* _REQUESTS_
a) In the passage on point of view and metaphor, write out everything from "Emma Törzs, ink" down to "close to Esther." again, and switch "cinematic" to "filmic" each time it appears.
b) In the rows, copy everything from the line that contains "Scan the photo. Do you find any street" down to the line that contains "[231, 0, 240, 65]", both ends included and nothing else. Move every coordinate in the answer boxes up by 150, and leave the sample box in the wording unchanged.

* _DOCUMENT EXTRACT_

Emma Törzs, ink blood sister scribe
Even without context (I want to avoid spoiling it for you) there are things to learn. The first sentence is objective and cinematic. Even an objective, cinematic sentence can convey complicated emotions. It does so through specific visual details. Readers know Joanna is feeling something powerful without having access to her inner life. And this is consistent with the point of view of the chapter because that point of view has been a limited third-person close to Esther.
The next sentence reminds readers that we’re seeing Joanna’s reaction from within Esther’s world. The first phrase, from “despite” to “everything,” could describe both women, but “Esther felt” controls the point of view, transitioning back to Esther and reminds readers which character’s inner life we do have access to, at least for this chapter. Esther can’t quiet describe what she’s feeling, which characterizes her. The nature of the metaphor she uses to try and understand her emotions matches what readers already know about her. It seems to be the kind of metaphor Esther would reach for. It is also very different than the kind of metaphor her sister would use. So, the metaphor strengthens readers understanding of the character as the character begins to understand herself. Knowing Joanna wouldn’t use a similar metaphor characterizes her. The sisters are together in a complicated moment but haven’t disappeared. Each remains themselves.

* _DATA LISTING_
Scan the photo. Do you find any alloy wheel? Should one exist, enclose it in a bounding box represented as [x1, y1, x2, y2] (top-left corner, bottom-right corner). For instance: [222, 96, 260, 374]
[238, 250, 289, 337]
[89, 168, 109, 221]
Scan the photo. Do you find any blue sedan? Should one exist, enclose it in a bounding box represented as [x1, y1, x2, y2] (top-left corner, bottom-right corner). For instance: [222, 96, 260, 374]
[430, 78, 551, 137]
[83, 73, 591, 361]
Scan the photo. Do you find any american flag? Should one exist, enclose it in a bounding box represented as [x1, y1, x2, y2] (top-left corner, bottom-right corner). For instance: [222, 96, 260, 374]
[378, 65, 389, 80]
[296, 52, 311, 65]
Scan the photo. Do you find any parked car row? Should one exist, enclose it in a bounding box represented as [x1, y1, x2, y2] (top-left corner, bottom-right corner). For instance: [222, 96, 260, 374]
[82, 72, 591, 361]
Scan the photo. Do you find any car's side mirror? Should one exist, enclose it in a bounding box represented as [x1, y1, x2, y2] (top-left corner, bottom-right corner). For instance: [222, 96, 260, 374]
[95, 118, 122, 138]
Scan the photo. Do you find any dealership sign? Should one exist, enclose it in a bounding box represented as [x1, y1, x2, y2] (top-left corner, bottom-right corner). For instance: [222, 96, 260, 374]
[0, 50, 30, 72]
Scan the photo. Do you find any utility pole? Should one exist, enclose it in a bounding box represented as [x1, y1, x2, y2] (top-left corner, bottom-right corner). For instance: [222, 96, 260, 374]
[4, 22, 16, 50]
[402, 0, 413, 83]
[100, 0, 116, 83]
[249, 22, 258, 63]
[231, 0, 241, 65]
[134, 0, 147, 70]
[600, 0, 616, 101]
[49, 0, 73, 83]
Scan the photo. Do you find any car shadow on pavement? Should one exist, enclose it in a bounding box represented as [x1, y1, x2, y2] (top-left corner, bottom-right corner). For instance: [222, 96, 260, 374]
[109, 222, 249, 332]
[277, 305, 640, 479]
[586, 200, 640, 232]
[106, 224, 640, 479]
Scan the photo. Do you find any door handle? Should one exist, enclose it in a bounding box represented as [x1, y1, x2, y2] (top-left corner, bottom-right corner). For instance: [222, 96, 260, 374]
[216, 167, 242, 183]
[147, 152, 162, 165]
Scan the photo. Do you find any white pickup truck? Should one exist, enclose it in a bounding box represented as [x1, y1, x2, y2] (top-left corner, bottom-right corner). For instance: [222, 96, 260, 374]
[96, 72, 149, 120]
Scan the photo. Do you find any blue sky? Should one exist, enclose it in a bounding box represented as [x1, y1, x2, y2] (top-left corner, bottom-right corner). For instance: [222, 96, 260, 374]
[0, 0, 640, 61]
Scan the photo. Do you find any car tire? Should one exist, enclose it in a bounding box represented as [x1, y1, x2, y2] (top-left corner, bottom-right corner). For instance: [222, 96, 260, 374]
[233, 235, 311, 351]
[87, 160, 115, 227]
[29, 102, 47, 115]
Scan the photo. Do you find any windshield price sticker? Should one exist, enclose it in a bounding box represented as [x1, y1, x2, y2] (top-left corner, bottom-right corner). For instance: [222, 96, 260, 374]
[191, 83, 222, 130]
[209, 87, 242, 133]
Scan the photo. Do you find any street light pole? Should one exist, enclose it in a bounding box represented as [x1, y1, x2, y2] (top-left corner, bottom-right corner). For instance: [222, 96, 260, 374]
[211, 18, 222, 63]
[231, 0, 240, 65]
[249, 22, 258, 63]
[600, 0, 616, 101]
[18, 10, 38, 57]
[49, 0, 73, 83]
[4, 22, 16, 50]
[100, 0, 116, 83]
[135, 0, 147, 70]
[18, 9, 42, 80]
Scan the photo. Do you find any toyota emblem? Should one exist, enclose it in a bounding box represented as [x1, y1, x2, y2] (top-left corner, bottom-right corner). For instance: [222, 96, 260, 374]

* _SOLUTION SET_
a)
Emma Törzs, ink blood sister scribe
Even without context (I want to avoid spoiling it for you) there are things to learn. The first sentence is objective and filmic. Even an objective, filmic sentence can convey complicated emotions. It does so through specific visual details. Readers know Joanna is feeling something powerful without having access to her inner life. And this is consistent with the point of view of the chapter because that point of view has been a limited third-person close to Esther.

b)
Scan the photo. Do you find any street light pole? Should one exist, enclose it in a bounding box represented as [x1, y1, x2, y2] (top-left corner, bottom-right corner). For instance: [222, 96, 260, 374]
[361, 168, 372, 213]
[381, 150, 390, 215]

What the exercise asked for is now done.